ACTIVIDADES:
**A.** Responde brevemente estas preguntas sobre el relato de Tola y las conchas:
(i) ¿Qué trabajo tenía la madre antes de convertirse en intérprete en el metro?
(ii) ¿Con qué persona compara Tola la fama que anuncia?
(iii) ¿Qué hace Tola con las conchas justo después de que le preguntan «¿Estás segura?»?
**B.** Escribe cómo sigue el relato de Tola y las conchas a partir de su última frase.

TEXTO DE ESTUDIO:
■ ■ ■ ■ ■

No me cuadraba. En aquel entonces, mamá había dejado de ser una maestra paraprofesional y se había convertido en una destacada intérprete en el metro. (Sí, lo sé, pero ya lo explicaré un poco más adelante). Tenía un montón de fans bajo tierra y Ahmed y yo estábamos seguros de que un día alguien la descubriría, se haría famosa, sonaría en la radio y nosotros nos haríamos ricos y papá y su estúpida familia nueva, Tola incluida, se arrepentirían de habernos obligado a mudarnos de nuestra casa y de haber convertido nuestro antiguo apartamento en un pequeño Senegal. Entonces mi madre adoptaría a Abdul y seríamos felices. Ese era el plan. Yo pensaba que eso era lo que iba a ver Tola. No estaba segura de cómo había dado con eso de que quien se haría famosa iba a ser yo.

—¿Estás segura?

Agarró las conchas, las agitó y volvió a lanzarlas al cuenco.

—Sí. Vas a ser famosa como Oprah.

—¿Estás segura de que no quieres decir que mi madre va a ser famosa?

Tola miró las conchas, pero no las volvió a recoger. Parecía estar viendo algo realmente en aquellas conchas, parecía estar viendo algo que no acababa de entender.

—Tu madre… un poco. Pero eres tú. Tú eres la famosa. Tu madre es famosa porque tú eres famosa.

■ ■ ■ ■ ■

MATERIAL PROPORCIONADO:
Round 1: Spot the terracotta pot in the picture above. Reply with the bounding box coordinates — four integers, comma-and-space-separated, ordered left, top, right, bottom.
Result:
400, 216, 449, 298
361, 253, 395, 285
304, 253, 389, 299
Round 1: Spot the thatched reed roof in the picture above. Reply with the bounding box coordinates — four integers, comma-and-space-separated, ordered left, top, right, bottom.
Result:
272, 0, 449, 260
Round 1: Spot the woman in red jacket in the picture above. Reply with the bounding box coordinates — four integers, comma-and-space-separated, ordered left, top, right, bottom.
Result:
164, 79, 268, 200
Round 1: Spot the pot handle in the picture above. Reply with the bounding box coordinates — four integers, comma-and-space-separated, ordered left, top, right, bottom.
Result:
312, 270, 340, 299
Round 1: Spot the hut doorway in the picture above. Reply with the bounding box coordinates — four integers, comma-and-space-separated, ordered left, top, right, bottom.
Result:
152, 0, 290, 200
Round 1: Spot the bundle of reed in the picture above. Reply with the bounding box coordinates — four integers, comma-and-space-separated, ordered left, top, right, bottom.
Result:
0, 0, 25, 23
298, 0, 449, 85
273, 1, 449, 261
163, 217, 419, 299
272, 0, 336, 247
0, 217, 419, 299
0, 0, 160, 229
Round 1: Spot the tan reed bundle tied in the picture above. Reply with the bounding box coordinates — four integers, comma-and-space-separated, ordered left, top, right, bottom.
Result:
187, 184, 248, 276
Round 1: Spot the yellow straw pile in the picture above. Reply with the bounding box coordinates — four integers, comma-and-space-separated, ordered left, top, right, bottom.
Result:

■ ■ ■ ■ ■

RESPUESTAS ESPERADAS:
**A.**
(i) Era maestra paraprofesional.
(ii) Con Oprah.
(iii) Las agarra, las agita y vuelve a lanzarlas al cuenco.

**B.**
Pues perfecto. No estaba segura de por qué me veía siendo famosa, pero me parecía fantástico. Fantástico y sospechoso.

—¿Y qué más? —pregunté, ansiosa por saber más.

—Que te quedarás muy flaca.

Aquello sí que empezaba a sonar bien.

—¡Hala! ¡Papá! ¡Voy a ser flaca! —exclamé, emocionada de compartir aquella noticia con él, a la que él respondió con una de sus extrañas risotadas.

—Tendrás gemelos cuando seas mayor —vaticinó Tola—. Dos niñas.

Aquello se le estaba yendo de las manos. Dejé que Abdul se marchara a cuatro patas de mi regazo y de mi útero. Por supuesto… era posible. Mi abuela materna tenía una gemela, eso lo sabía, así que lo llevábamos en los genes. Pero tener gemelos sonaba caro. Un bebé era divertido, pero no sabía cómo iba a costearme tener dos bebés al mismo tiempo.

—¿Seré rica? —le pregunté.

—Hummm —respondió ella.

—Ay, qué bien. Suena bien…

Era una pregunta tonta. Si iba a ser famosa, ¡por supuesto que también sería rica! ¡Buá! Y si Tola sabía que sería famosa y rica, entonces estaba claro que era la mejor vidente del mundo. ¡Y, además, iba a quedarme flaca! Eso explicaba por qué todos los africanos de la ciudad viajaban a Bed-Stuy para verla. ¡La muy capulla hablaba sin tapujos!

—Entonces ¿tendré un marido? —le pregunté, como si mi padre fuera a permitirme tener hijos fuera del matrimonio.

—Por supuesto —respondió Tola—. Tu marido será un buen musulmán.

Me vine abajo. Si las miradas matasen, Tola haría tiempo que ya no estaría entre nosotros. De adulta, he conocido a muchos tipos geniales que han resultado ser musulmanes. Pero, de niña, casarme con un musulmán significaba casarme con mi padre. Y eso era algo que, a la edad de cinco años, ya había decidido que no pasaría nunca.

—Serás una buena esposa musulmana casada con un buen africano musulmán —continuó Tola.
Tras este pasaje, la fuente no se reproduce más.